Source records
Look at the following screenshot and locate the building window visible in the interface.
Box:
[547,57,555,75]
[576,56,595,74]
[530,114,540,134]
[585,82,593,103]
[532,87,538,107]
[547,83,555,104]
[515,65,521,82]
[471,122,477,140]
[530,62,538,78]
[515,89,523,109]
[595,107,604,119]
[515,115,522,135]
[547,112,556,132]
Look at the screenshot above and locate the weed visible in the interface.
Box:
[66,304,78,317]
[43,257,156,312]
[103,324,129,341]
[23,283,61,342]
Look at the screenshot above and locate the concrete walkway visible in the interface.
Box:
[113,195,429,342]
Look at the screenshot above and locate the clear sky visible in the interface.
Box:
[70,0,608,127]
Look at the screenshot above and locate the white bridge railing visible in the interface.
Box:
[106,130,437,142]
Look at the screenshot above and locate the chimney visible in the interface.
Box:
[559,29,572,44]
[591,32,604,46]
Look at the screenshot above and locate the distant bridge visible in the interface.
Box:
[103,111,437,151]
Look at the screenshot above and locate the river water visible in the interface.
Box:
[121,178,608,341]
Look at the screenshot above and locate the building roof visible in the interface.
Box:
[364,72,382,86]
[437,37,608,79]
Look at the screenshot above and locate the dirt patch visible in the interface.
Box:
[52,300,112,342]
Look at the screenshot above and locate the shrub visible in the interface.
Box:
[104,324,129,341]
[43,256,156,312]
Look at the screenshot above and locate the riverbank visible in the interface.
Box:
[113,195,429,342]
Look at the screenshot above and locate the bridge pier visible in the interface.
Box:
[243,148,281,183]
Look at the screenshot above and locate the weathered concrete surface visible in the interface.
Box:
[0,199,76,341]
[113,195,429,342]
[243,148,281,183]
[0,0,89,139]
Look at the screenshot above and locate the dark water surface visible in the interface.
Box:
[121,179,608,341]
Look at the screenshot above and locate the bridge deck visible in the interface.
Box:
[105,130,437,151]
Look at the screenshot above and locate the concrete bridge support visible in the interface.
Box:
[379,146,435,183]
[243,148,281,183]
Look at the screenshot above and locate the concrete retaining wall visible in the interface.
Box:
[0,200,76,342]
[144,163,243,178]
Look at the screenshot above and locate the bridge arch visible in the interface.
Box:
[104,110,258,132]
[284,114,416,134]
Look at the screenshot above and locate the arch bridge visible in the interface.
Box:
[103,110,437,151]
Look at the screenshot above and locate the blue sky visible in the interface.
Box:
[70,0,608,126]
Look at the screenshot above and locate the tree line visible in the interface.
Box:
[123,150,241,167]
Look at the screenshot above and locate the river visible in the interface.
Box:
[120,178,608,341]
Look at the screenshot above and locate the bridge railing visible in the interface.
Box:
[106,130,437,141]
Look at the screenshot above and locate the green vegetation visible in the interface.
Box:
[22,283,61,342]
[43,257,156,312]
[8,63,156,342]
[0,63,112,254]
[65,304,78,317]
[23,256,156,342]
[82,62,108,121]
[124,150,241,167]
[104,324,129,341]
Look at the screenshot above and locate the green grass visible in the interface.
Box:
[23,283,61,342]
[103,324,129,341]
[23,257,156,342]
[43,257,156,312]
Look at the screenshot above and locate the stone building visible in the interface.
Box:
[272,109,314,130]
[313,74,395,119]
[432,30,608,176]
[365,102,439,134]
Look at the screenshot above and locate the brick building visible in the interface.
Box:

--

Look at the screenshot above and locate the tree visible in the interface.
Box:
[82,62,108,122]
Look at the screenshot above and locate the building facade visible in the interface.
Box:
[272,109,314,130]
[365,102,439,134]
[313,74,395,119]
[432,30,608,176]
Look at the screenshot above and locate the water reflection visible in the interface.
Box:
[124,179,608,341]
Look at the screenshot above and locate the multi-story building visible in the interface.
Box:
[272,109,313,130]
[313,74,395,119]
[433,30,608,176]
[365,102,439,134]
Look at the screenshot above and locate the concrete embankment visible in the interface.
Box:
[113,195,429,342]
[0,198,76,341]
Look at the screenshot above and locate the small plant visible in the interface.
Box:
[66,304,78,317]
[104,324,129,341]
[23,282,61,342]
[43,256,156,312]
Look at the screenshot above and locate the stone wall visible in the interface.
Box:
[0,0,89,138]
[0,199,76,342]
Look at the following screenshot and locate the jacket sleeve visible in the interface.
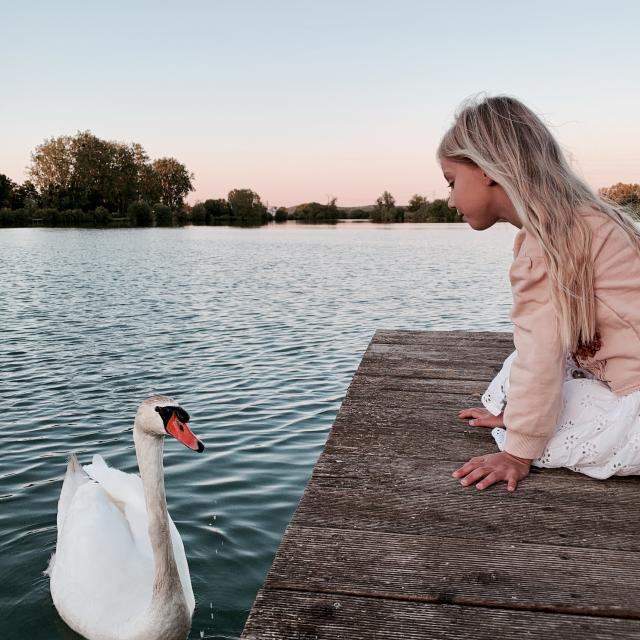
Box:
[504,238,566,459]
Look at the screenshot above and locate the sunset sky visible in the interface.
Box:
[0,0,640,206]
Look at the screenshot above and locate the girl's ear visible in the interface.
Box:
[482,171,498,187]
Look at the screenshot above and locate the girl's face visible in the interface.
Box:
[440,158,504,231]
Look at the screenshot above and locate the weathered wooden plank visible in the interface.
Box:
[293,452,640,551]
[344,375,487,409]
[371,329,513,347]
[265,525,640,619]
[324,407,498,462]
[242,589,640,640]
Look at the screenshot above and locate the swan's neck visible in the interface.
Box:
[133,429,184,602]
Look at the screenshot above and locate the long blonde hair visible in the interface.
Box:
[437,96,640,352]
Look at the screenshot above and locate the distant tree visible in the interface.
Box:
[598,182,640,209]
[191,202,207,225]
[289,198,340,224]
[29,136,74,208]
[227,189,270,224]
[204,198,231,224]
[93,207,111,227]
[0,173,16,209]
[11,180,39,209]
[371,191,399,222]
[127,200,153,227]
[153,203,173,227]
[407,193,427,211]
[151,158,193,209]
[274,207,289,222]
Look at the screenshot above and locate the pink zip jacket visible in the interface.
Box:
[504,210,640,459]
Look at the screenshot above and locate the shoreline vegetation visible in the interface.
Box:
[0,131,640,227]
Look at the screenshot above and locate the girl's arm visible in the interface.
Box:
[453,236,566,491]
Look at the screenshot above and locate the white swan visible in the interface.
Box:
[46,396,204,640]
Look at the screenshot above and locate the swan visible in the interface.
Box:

Written instruction: Can you render everything in the entries above, from the line containing "Look at the following screenshot and locate the building" down to the line containing "[106,130,437,142]", as a Markdown table with a "No." column numbering each row and a "Text" column holding the line, skipping any blank lines?

Output for this task:
| No. | Text |
|---|---|
| 1 | Look at the following screenshot and locate the building window visible in the interface. |
| 2 | Box: |
| 3 | [547,57,555,75] |
| 4 | [576,56,595,74] |
| 5 | [530,114,540,134] |
| 6 | [585,82,593,103] |
| 7 | [532,87,538,107] |
| 8 | [547,83,555,104] |
| 9 | [515,65,521,82] |
| 10 | [471,122,477,140] |
| 11 | [530,62,538,78] |
| 12 | [515,89,523,109] |
| 13 | [595,107,604,119] |
| 14 | [515,115,522,135] |
| 15 | [547,112,556,132] |
| 16 | Look at the screenshot above and locate the weed visible in the interface. |
| 17 | Box: |
| 18 | [66,304,78,317] |
| 19 | [43,257,156,312] |
| 20 | [103,324,129,341] |
| 21 | [23,283,61,342] |
| 22 | Look at the screenshot above and locate the concrete walkway visible in the interface. |
| 23 | Box: |
| 24 | [113,195,429,342] |
| 25 | Look at the screenshot above and locate the clear sky visible in the interface. |
| 26 | Box: |
| 27 | [70,0,608,127] |
| 28 | Look at the screenshot above and locate the white bridge railing visible in the interface. |
| 29 | Box: |
| 30 | [106,130,437,142] |